#### Texto de lectura

Charca del berrocal de Los Barruecos (Cáceres)

Rafael Argullol piensa el panteísmo metafísico y religioso de Spinoza como una tentativa a contracorriente. Ciertamente, para el gran filósofo sefardita, Dios es el mundo visto desde el lado de las ideas, igual que el mundo no es otra cosa, sino Dios visto desde el lado de la realidad. De modo que “Spinoza otorga al hombre la posibilidad de vivir la multiplicidad de la naturaleza como partícipe de una sustancia única y universal”.

El naturalismo romántico seguirá un camino semejante en un definitivo intento por restituir a la naturaleza su condición de organismo vivo, poniendo de manifiesto la conexión dinámica de todos sus fenómenos, a la vez que los románticos desprecian la miseria de una razón aislada de la naturaleza, sin alma. En este sentido, cabe una interpretación romántica de la famosa frase de Iriarte, el amigo de Goya: “el sueño de la Razón produce monstruos”, en el sentido de que no es la vacación de la razón lo que produce aberraciones, sino la utopía de una racionalidad meramente técnica o científica (instrumental) la que genera quimeras, porque reduce la Naturaleza a un mero campo de experimentación, eliminando su santidad y su misterio.

########
#### Registros sin procesar

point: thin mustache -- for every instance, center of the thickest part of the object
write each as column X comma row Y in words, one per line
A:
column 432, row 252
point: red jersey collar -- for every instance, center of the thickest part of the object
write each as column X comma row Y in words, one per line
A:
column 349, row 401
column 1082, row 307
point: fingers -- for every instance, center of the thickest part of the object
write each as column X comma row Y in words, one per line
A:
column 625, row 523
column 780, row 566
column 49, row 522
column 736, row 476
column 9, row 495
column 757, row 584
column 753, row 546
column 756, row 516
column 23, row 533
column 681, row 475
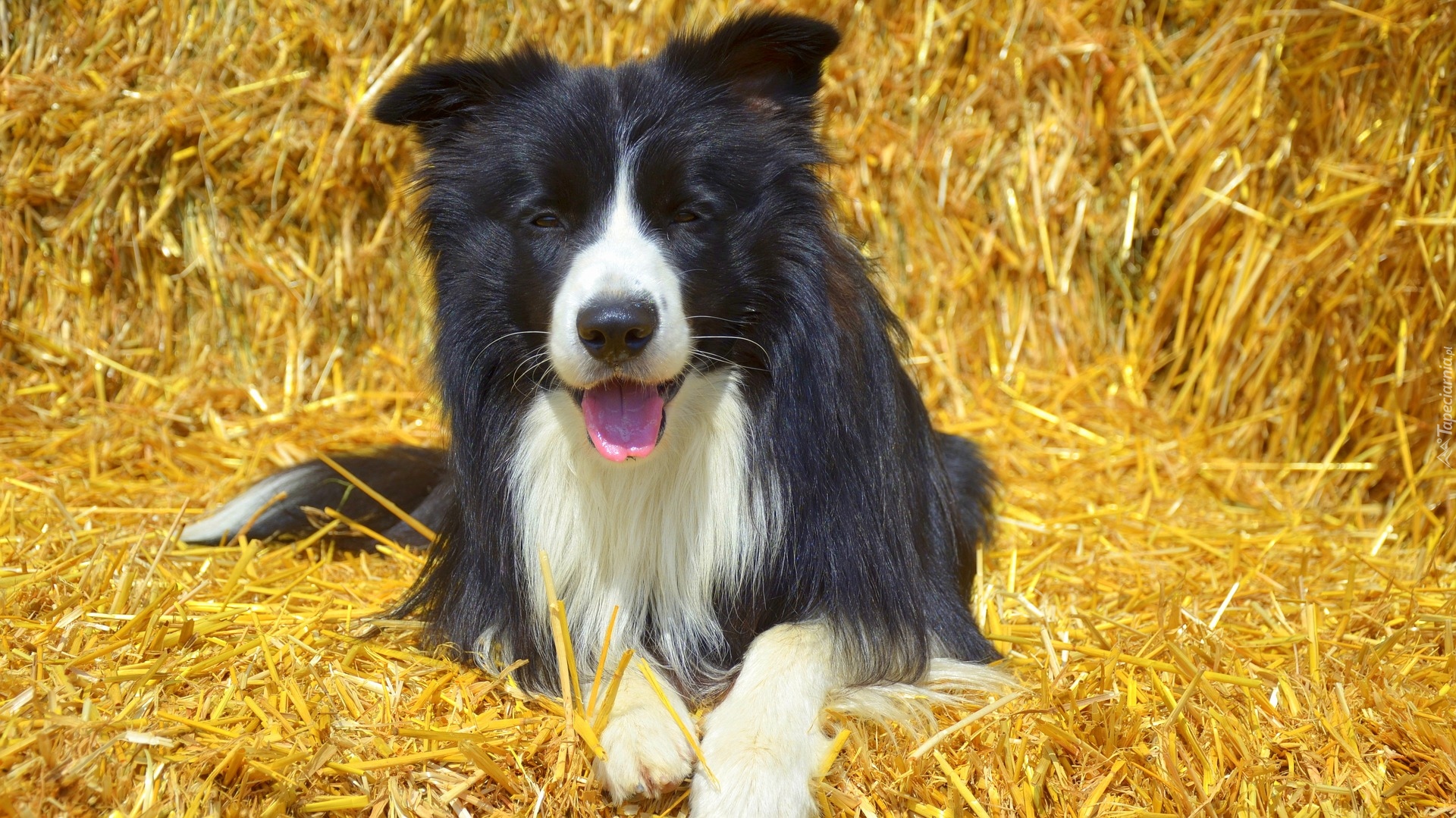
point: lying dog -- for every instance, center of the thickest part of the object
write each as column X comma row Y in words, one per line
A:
column 666, row 365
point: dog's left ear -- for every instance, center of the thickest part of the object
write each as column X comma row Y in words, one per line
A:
column 769, row 58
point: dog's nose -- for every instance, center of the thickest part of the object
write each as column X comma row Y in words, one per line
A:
column 615, row 331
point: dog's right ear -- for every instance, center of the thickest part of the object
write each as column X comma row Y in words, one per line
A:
column 437, row 93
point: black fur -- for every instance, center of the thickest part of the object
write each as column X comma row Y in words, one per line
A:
column 881, row 512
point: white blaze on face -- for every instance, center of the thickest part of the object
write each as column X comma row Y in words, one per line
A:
column 620, row 262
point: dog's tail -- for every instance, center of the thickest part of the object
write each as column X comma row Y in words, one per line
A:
column 413, row 478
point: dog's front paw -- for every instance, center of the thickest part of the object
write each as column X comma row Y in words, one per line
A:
column 764, row 772
column 647, row 754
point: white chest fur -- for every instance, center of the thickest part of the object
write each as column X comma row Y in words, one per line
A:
column 655, row 537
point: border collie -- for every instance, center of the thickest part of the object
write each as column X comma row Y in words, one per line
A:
column 666, row 365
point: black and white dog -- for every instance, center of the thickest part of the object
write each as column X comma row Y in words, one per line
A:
column 666, row 365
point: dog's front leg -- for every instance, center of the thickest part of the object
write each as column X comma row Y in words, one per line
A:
column 647, row 751
column 764, row 741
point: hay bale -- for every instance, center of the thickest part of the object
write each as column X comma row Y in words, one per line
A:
column 1185, row 268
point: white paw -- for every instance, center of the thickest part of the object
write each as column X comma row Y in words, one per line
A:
column 647, row 753
column 764, row 770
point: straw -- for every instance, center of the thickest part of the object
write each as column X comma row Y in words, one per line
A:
column 1185, row 271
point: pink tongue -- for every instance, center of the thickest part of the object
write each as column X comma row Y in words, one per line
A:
column 622, row 418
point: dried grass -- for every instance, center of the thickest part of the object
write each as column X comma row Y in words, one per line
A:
column 1188, row 270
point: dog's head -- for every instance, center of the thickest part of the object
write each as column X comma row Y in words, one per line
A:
column 610, row 232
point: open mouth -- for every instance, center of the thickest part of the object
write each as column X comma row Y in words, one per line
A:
column 626, row 418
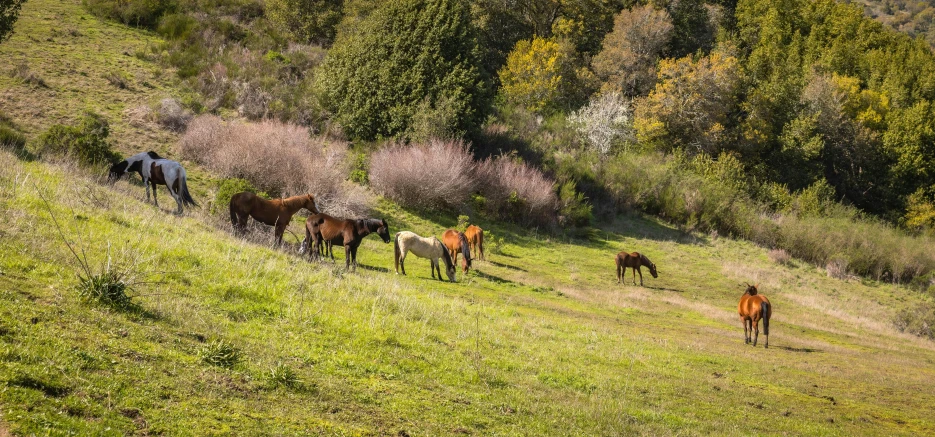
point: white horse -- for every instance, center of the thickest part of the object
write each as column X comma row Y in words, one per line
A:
column 430, row 248
column 155, row 169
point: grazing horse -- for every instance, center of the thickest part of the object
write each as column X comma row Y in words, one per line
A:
column 752, row 308
column 156, row 170
column 276, row 212
column 456, row 241
column 633, row 260
column 475, row 236
column 422, row 247
column 320, row 228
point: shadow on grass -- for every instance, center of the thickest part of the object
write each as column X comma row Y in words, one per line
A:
column 507, row 266
column 807, row 350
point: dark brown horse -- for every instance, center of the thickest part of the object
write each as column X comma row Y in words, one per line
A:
column 455, row 241
column 633, row 260
column 475, row 236
column 322, row 228
column 752, row 308
column 276, row 212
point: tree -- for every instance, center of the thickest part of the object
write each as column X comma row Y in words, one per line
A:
column 627, row 61
column 541, row 75
column 693, row 105
column 311, row 21
column 9, row 12
column 405, row 56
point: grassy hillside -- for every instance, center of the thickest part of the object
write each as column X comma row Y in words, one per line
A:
column 538, row 340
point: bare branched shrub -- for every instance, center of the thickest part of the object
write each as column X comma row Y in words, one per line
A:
column 277, row 158
column 516, row 190
column 780, row 256
column 172, row 116
column 435, row 174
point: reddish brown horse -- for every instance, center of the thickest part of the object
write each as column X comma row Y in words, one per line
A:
column 633, row 260
column 752, row 308
column 276, row 212
column 475, row 236
column 456, row 241
column 323, row 228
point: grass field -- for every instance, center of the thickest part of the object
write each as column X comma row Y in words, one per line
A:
column 538, row 340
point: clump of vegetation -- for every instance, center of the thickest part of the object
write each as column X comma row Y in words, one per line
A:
column 220, row 353
column 281, row 375
column 86, row 141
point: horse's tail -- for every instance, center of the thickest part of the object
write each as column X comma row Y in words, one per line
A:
column 480, row 244
column 183, row 191
column 396, row 251
column 765, row 313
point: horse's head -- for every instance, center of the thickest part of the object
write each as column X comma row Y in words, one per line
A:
column 310, row 204
column 384, row 231
column 117, row 170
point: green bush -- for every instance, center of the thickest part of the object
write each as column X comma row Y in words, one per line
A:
column 226, row 189
column 139, row 13
column 86, row 142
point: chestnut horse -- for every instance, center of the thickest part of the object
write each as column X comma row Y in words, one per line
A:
column 456, row 241
column 752, row 308
column 633, row 260
column 276, row 212
column 422, row 247
column 322, row 228
column 475, row 236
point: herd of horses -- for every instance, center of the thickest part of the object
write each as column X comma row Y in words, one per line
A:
column 323, row 231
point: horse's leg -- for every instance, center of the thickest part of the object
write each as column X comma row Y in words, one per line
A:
column 755, row 322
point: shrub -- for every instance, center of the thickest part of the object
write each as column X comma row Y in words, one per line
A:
column 219, row 353
column 278, row 158
column 516, row 190
column 86, row 142
column 436, row 174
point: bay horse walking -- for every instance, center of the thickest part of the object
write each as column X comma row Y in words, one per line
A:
column 276, row 212
column 430, row 248
column 633, row 260
column 752, row 308
column 156, row 170
column 322, row 228
column 475, row 236
column 456, row 241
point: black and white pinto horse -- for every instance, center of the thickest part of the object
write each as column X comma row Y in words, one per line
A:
column 430, row 248
column 154, row 170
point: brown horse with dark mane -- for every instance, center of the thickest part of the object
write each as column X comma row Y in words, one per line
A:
column 633, row 260
column 323, row 228
column 276, row 212
column 456, row 241
column 752, row 308
column 475, row 236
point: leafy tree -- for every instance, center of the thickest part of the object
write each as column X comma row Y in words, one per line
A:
column 306, row 20
column 693, row 105
column 627, row 61
column 541, row 75
column 9, row 12
column 406, row 53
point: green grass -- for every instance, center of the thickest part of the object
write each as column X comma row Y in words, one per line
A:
column 229, row 337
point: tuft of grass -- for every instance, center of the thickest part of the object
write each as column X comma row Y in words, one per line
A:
column 220, row 353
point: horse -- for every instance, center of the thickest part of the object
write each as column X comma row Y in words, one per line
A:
column 456, row 241
column 422, row 247
column 475, row 236
column 321, row 228
column 752, row 308
column 633, row 260
column 156, row 170
column 276, row 212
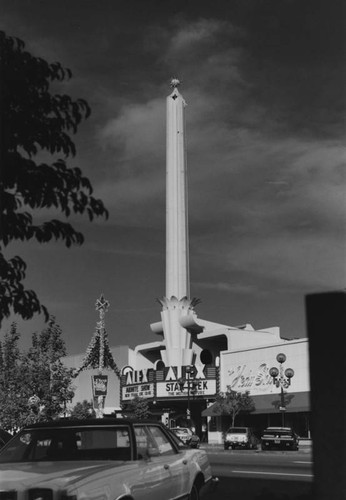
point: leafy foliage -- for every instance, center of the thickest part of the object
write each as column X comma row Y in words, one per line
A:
column 83, row 410
column 36, row 123
column 137, row 408
column 34, row 384
column 232, row 403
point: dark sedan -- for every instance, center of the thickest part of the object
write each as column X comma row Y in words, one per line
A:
column 280, row 438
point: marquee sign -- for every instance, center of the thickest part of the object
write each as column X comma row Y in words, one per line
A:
column 171, row 382
column 99, row 383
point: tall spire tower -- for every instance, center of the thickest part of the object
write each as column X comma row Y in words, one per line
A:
column 177, row 308
column 177, row 246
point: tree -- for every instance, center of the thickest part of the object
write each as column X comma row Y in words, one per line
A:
column 34, row 384
column 46, row 376
column 232, row 403
column 13, row 396
column 82, row 410
column 36, row 123
column 136, row 408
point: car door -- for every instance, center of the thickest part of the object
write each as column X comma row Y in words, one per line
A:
column 164, row 472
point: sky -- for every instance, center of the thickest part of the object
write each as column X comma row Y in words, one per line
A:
column 265, row 124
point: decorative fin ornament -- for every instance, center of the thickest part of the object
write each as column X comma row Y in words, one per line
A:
column 183, row 303
column 175, row 83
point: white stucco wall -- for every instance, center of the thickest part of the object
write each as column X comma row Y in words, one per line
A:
column 248, row 369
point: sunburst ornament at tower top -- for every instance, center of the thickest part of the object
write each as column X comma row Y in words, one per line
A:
column 175, row 83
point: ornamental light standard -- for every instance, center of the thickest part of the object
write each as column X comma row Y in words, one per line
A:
column 281, row 379
column 188, row 370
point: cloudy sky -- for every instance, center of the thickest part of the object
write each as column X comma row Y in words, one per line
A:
column 263, row 80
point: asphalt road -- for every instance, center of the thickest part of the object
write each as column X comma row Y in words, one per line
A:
column 258, row 475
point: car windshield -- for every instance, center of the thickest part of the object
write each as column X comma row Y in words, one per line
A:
column 69, row 443
column 278, row 432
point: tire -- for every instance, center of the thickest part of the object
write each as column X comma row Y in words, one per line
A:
column 194, row 493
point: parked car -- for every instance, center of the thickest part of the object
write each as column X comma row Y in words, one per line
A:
column 102, row 458
column 240, row 437
column 4, row 437
column 282, row 438
column 187, row 436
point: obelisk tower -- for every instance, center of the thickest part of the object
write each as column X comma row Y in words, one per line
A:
column 177, row 251
column 177, row 308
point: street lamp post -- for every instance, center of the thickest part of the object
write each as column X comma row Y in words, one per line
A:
column 281, row 379
column 188, row 371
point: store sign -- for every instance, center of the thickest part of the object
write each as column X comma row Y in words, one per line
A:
column 99, row 383
column 177, row 382
column 197, row 388
column 170, row 382
column 249, row 370
column 140, row 390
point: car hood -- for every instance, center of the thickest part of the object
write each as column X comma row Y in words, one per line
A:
column 55, row 474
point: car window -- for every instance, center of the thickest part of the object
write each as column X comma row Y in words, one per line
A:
column 103, row 443
column 151, row 441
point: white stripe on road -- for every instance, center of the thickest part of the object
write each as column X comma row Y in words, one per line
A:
column 271, row 473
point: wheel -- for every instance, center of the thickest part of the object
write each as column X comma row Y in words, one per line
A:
column 194, row 493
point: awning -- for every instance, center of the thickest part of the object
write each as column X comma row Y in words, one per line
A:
column 270, row 403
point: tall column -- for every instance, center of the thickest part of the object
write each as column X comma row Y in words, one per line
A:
column 177, row 308
column 177, row 251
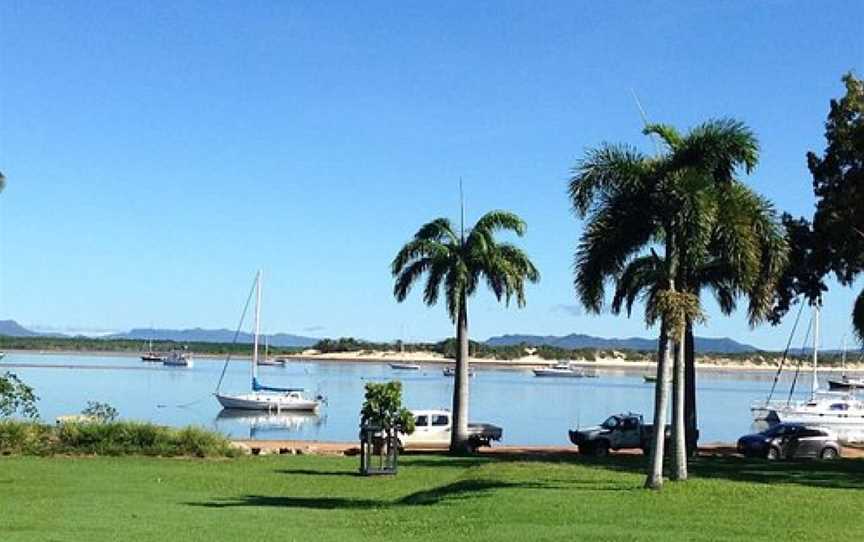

########

[Objetivos]
1/ Repite al pie de la letra el fragmento del texto sobre Spinoza y el romanticismo que arranca con las palabras "El naturalismo romántico" y concluye con "y su misterio.".
2/ Según el texto sobre Spinoza y el romanticismo, ¿de quién era amigo Iriarte?
Los registros no son necesarios para resolver nada.

[Respuestas por tarea]
1/
El naturalismo romántico seguirá un camino semejante en un definitivo intento por restituir a la naturaleza su condición de organismo vivo, poniendo de manifiesto la conexión dinámica de todos sus fenómenos, a la vez que los románticos desprecian la miseria de una razón aislada de la naturaleza, sin alma. En este sentido, cabe una interpretación romántica de la famosa frase de Iriarte, el amigo de Goya: “el sueño de la Razón produce monstruos”, en el sentido de que no es la vacación de la razón lo que produce aberraciones, sino la utopía de una racionalidad meramente técnica o científica (instrumental) la que genera quimeras, porque reduce la Naturaleza a un mero campo de experimentación, eliminando su santidad y su misterio.

2/ De Goya.